- STUDY TEXT -
LLMs are citing synthetic sources in answers
When the citation pool includes AI-generated pages, getting cited is no longer the KPI. The company you keep in the source list is.
Key takeaways
- ChatGPT, Copilot, Gemini, and Perplexity all cite AI-generated sources alongside authoritative ones.
- The arXiv audit covered 712 real-world queries across politically and publicly sensitive domains.
- Brand risk now includes citation adjacency: who appears next to you in the source list.
- Machine-readable provenance (structured data, clear authorship, canonical URLs) is becoming a competitive asset.
- Expect engines to add provenance filters; brands that prepare now will survive the cut.
What happened
Per the arXiv paper "Synthetic Sources?: Auditing Generative Search Engine Citations for Evidence of AI-Generated Sources," four major generative search engines (ChatGPT, Copilot, Gemini, and Perplexity) are citing AI-generated web pages as authoritative sources in their answers. The audit ran 712 real-world human-generated queries across domains of public importance, including politics, and found that none of the four engines reliably filter out synthetic content from their citation sets.
The implication is direct. When a CFO asks Copilot about counterparty risk, or a UN policy officer asks Perplexity about a multilateral funding mechanism, the source chain underneath the answer may include pages written by another LLM. The model is treating machine output as evidence on par with primary reporting, regulator filings, or peer-reviewed work.
The arXiv authors frame this as a user-harm problem. We read it as a brand-authority problem too. The pages winning citations are not the pages with the strongest provenance. They are the pages that look retrievable.

- PROVIDED INFORMATION -
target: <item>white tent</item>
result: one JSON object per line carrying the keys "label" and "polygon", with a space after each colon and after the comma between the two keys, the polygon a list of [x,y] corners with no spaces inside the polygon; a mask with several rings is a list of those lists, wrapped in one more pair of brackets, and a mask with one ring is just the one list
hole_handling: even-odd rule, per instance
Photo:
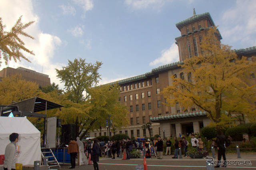
{"label": "white tent", "polygon": [[40,132],[26,117],[0,117],[0,155],[4,154],[6,146],[10,142],[12,133],[19,134],[16,144],[20,152],[16,163],[33,165],[35,160],[41,160]]}

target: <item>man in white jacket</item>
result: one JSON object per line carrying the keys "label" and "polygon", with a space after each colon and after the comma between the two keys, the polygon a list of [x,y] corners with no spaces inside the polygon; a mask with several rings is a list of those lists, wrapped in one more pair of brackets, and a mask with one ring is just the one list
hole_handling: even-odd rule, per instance
{"label": "man in white jacket", "polygon": [[9,136],[9,139],[11,142],[8,144],[5,148],[4,152],[4,170],[13,170],[16,169],[16,143],[19,140],[19,134],[12,133]]}

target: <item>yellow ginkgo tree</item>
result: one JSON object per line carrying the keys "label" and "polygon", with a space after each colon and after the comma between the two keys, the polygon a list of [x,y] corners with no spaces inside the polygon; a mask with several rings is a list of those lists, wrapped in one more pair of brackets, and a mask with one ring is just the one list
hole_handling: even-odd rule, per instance
{"label": "yellow ginkgo tree", "polygon": [[172,106],[178,102],[184,110],[196,105],[206,111],[211,125],[221,134],[232,122],[231,113],[242,112],[255,120],[256,85],[248,80],[256,73],[256,62],[252,57],[250,61],[238,57],[231,47],[218,41],[218,34],[216,28],[210,29],[200,45],[202,55],[180,65],[184,75],[192,78],[174,75],[172,85],[162,93]]}

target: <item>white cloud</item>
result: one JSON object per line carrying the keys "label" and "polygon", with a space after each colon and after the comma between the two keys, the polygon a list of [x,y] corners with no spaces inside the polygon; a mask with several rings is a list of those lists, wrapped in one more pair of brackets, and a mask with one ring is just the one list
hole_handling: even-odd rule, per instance
{"label": "white cloud", "polygon": [[170,0],[125,0],[125,4],[134,10],[148,8],[159,10]]}
{"label": "white cloud", "polygon": [[59,6],[62,10],[62,14],[64,15],[76,15],[76,11],[75,8],[72,6],[62,5]]}
{"label": "white cloud", "polygon": [[[34,56],[21,51],[24,55],[32,61],[32,63],[30,63],[23,59],[21,62],[18,61],[18,63],[15,63],[12,60],[10,62],[9,66],[13,67],[15,68],[22,67],[40,73],[42,72],[42,67],[43,73],[49,75],[51,82],[54,82],[62,88],[63,85],[61,84],[60,81],[57,79],[55,68],[61,68],[64,64],[52,63],[54,52],[62,44],[62,41],[57,36],[42,32],[39,27],[40,18],[34,12],[32,2],[32,0],[13,0],[1,2],[0,16],[2,18],[3,24],[6,25],[5,30],[10,30],[21,14],[23,16],[22,19],[23,24],[31,21],[36,21],[34,23],[25,30],[26,32],[34,37],[35,40],[20,36],[25,44],[25,46],[28,49],[33,50],[35,54]],[[6,65],[3,63],[0,69],[6,67]]]}
{"label": "white cloud", "polygon": [[85,17],[85,13],[93,8],[93,2],[92,0],[73,0],[73,1],[77,5],[81,6],[84,11],[84,14],[82,18]]}
{"label": "white cloud", "polygon": [[[228,43],[239,44],[239,48],[256,45],[256,1],[238,0],[234,6],[222,15],[220,30]],[[234,36],[235,35],[235,36]]]}
{"label": "white cloud", "polygon": [[68,31],[70,32],[71,34],[76,37],[81,37],[84,35],[84,31],[83,29],[84,28],[84,26],[77,26],[75,28],[72,28],[70,30],[68,30]]}
{"label": "white cloud", "polygon": [[178,46],[175,43],[173,43],[169,49],[162,50],[161,53],[160,57],[150,63],[150,66],[164,65],[178,61],[179,51]]}

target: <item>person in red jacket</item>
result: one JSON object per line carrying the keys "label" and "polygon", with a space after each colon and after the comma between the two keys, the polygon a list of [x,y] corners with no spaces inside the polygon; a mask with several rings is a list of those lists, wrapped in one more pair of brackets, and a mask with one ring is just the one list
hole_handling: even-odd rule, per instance
{"label": "person in red jacket", "polygon": [[76,166],[76,157],[78,153],[79,148],[77,142],[74,140],[73,138],[70,139],[70,142],[68,144],[68,153],[70,154],[70,163],[71,167],[70,169],[74,169]]}

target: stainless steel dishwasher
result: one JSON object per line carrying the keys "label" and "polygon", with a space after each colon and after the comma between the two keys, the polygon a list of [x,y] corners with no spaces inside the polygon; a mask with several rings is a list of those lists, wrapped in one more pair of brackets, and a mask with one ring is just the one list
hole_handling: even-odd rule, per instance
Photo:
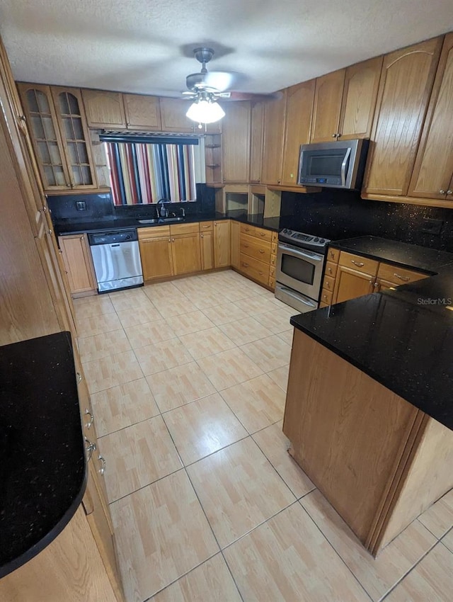
{"label": "stainless steel dishwasher", "polygon": [[143,284],[135,229],[96,232],[88,234],[88,239],[99,293]]}

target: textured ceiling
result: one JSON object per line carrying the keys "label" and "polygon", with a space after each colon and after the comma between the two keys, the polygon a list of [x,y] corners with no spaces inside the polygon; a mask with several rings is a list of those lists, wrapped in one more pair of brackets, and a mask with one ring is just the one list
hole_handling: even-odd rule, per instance
{"label": "textured ceiling", "polygon": [[200,70],[267,93],[453,30],[453,0],[0,0],[17,80],[178,96]]}

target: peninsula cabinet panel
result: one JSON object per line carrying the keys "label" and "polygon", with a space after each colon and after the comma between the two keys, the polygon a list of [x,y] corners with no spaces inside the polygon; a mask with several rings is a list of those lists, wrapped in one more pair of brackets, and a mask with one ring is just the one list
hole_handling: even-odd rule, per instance
{"label": "peninsula cabinet panel", "polygon": [[160,105],[163,132],[189,133],[195,130],[195,121],[185,115],[190,106],[189,101],[161,98]]}
{"label": "peninsula cabinet panel", "polygon": [[259,184],[263,166],[263,135],[264,132],[264,103],[252,103],[250,135],[250,181]]}
{"label": "peninsula cabinet panel", "polygon": [[453,200],[453,33],[445,37],[409,195]]}
{"label": "peninsula cabinet panel", "polygon": [[169,236],[139,239],[139,244],[144,280],[173,276],[171,239]]}
{"label": "peninsula cabinet panel", "polygon": [[286,91],[281,93],[281,98],[265,104],[261,174],[261,181],[265,184],[282,183]]}
{"label": "peninsula cabinet panel", "polygon": [[175,276],[201,270],[200,233],[181,234],[171,239],[173,270]]}
{"label": "peninsula cabinet panel", "polygon": [[282,183],[297,184],[300,145],[310,142],[315,80],[287,89],[286,124]]}
{"label": "peninsula cabinet panel", "polygon": [[339,138],[369,138],[376,108],[383,57],[346,69],[340,115]]}
{"label": "peninsula cabinet panel", "polygon": [[345,72],[340,69],[316,78],[311,142],[331,142],[337,139]]}
{"label": "peninsula cabinet panel", "polygon": [[74,234],[59,238],[69,289],[74,296],[96,291],[93,270],[86,234]]}
{"label": "peninsula cabinet panel", "polygon": [[250,171],[250,102],[229,103],[222,125],[224,182],[248,182]]}
{"label": "peninsula cabinet panel", "polygon": [[157,132],[161,130],[159,97],[123,94],[122,98],[128,130],[150,130]]}
{"label": "peninsula cabinet panel", "polygon": [[441,45],[436,38],[384,57],[365,194],[407,194]]}
{"label": "peninsula cabinet panel", "polygon": [[82,90],[81,93],[89,127],[126,127],[122,95],[120,92]]}

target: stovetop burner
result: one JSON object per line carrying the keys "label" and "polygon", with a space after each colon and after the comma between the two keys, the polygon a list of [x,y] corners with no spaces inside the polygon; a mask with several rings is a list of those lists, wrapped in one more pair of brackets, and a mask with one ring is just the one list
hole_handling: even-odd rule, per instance
{"label": "stovetop burner", "polygon": [[278,239],[282,242],[292,244],[294,246],[298,246],[301,249],[309,249],[322,254],[326,253],[326,247],[330,242],[328,239],[314,237],[311,234],[306,234],[304,232],[290,230],[289,228],[285,228],[285,229],[279,233]]}

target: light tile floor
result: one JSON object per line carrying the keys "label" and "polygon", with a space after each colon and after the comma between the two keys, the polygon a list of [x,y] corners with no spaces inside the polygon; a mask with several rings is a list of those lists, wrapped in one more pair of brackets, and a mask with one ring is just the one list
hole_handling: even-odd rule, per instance
{"label": "light tile floor", "polygon": [[292,308],[232,271],[74,305],[127,602],[453,600],[453,492],[374,560],[288,455]]}

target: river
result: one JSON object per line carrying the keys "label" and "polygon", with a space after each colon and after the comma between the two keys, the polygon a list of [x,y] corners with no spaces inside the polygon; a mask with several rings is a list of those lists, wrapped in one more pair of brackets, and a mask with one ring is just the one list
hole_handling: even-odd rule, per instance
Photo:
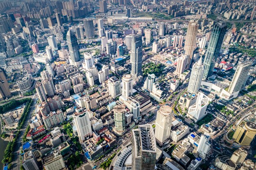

- INSTRUCTIONS -
1. Answer these questions from the article on synthetic sources in LLM citations.
(a) How many real-world queries did the arXiv audit cover?
(b) Which four generative search engines does the article name?
(c) In the final paragraph, what quality does the article say the pages winning citations have?
2. Write the next part of the article on synthetic sources in LLM citations, starting after its final sentence, "They are the pages that look retrievable."
The listing is separate material and has no connection to the article on synthetic sources in LLM citations.

- ANSWERS PER TASK -
1.
(a) 712 real-world queries.
(b) ChatGPT, Copilot, Gemini, and Perplexity.
(c) They look retrievable.

2.
Why it matters for your brand
If generative engines cannot distinguish synthetic sources from authoritative ones, the floor of the citation pool has dropped. Your competition for an LLM citation is no longer the FT, Reuters, the World Bank blog, and a handful of trade publications. It is also a long tail of AI-spun pages optimized for retrieval, with no editor, no byline, and no institutional accountability. That changes the economics of earned visibility.
For financial services, this is a compliance-adjacent problem. When ChatGPT answers a question about a structured product or a sanctions regime by blending a Bloomberg citation with a synthetic SEO page, the bank named in the answer inherits the credibility risk. Communications teams at JPMorgan, HSBC, and the major asset managers should be auditing which sources appear alongside their own brand in LLM answers, not just whether they are cited. Adjacency is reputation now.
For multilaterals and the UN system, the stakes are higher because the topics (climate finance, disaster risk, development aid) attract exactly the kind of low-cost synthetic content the audit flagged. If a query on Sendai Framework progress returns a Gemini answer that cites UNDRR alongside an AI-generated explainer with subtly wrong figures, the institution loses control of its own evidence base. The defensive move is to flood the retrieval layer with structured, machine-readable primary data so that when the model picks sources, the official one is the easiest to ingest.
For industrial groups, the risk is product and standards misinformation. A purchasing manager researching cement specifications, ISO conformance, or supply chain emissions methodology is now one prompt away from an answer built partly on synthetic content. Holcim, Siemens, and the standards bodies (ISO, IEEE) need to treat technical documentation as a distribution channel, not an archive. If the canonical specification is gated behind a PDF login, an AI-generated summary of it will win the citation.
For philanthropic and policy institutions, the brand-building model shifts. Thought leadership built on long-form PDFs and gated reports does not compete well against synthetic content optimized for crawlability. The Gates Foundation, Rockefeller, and Open Society have always relied on the assumption that quality wins attention. In the generative search layer, retrievability wins first, and quality is evaluated only if the page makes it into the candidate set.
The strategic conclusion: provenance is now a content asset. Brands that publish with clear authorship, structured metadata, verifiable data, and a consistent institutional URL pattern will be easier for the next generation of engines to prefer once they start filtering synthetic sources. Brands that publish in formats indistinguishable from AI output will be filtered alongside the spam.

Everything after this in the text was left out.